- **Source material**
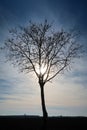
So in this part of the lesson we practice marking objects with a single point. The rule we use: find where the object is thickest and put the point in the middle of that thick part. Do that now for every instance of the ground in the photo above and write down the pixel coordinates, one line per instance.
(36, 123)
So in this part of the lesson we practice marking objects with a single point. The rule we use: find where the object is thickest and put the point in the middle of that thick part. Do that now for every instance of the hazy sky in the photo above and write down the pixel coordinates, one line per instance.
(19, 92)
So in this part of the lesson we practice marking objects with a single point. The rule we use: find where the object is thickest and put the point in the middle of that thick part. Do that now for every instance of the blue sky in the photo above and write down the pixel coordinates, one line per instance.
(19, 92)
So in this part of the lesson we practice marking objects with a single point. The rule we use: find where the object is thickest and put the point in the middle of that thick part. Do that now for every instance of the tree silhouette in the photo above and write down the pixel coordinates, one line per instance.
(39, 49)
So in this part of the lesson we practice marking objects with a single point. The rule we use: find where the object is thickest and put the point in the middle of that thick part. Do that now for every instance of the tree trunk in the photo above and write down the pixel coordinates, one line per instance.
(45, 115)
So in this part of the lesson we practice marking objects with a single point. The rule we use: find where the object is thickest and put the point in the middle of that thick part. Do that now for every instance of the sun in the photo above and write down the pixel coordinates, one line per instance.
(42, 69)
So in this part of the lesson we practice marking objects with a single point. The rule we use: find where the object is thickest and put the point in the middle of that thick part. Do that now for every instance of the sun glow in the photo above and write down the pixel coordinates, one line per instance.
(42, 69)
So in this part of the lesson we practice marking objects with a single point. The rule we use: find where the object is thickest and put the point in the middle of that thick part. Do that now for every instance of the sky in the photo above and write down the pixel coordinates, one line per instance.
(66, 95)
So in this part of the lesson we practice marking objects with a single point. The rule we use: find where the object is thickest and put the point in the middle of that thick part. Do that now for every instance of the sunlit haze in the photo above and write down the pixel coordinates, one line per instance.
(66, 94)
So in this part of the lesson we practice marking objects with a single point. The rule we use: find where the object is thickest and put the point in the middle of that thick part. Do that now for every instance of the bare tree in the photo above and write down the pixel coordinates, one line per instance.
(37, 48)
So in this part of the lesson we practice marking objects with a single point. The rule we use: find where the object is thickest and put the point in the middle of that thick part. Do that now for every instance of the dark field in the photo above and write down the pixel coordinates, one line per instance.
(36, 123)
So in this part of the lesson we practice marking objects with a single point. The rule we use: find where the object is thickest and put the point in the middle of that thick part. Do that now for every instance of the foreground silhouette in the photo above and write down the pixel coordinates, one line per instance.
(36, 48)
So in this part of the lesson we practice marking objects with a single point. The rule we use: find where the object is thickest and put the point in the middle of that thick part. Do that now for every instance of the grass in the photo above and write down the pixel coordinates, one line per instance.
(36, 123)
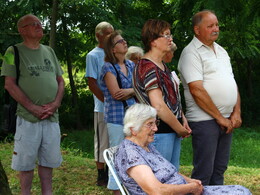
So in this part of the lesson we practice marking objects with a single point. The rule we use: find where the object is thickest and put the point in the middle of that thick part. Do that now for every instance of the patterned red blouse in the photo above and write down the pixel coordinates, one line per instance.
(148, 76)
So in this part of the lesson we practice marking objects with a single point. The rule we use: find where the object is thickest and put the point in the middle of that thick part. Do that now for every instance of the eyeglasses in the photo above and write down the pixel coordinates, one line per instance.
(166, 36)
(150, 125)
(34, 24)
(120, 41)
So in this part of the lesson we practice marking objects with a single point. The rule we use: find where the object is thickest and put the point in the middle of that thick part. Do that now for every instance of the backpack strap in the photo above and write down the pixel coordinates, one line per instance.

- **Task instructions**
Write out exactly each line of the entries, starting at the one containing "of the eyeglasses" and finishing with the last line.

- **Task solution**
So in this part of the lesson we practice marking objects with a single point. The rule we use: find where the object is thickest and put the point in the middle of that thick part. Do that now for every instance of the eyeglasses in the photo above and write down the pixel coordinates, one line per instance.
(166, 36)
(150, 125)
(34, 24)
(120, 41)
So in this part of the lesson we practice marking objects with a single point. The rule we use: find where the object is thickest and put the point in the middle of that thick part. Do that now for every instance of the backpack strap in the photo above and write down the pixel coordinates, one line per instance.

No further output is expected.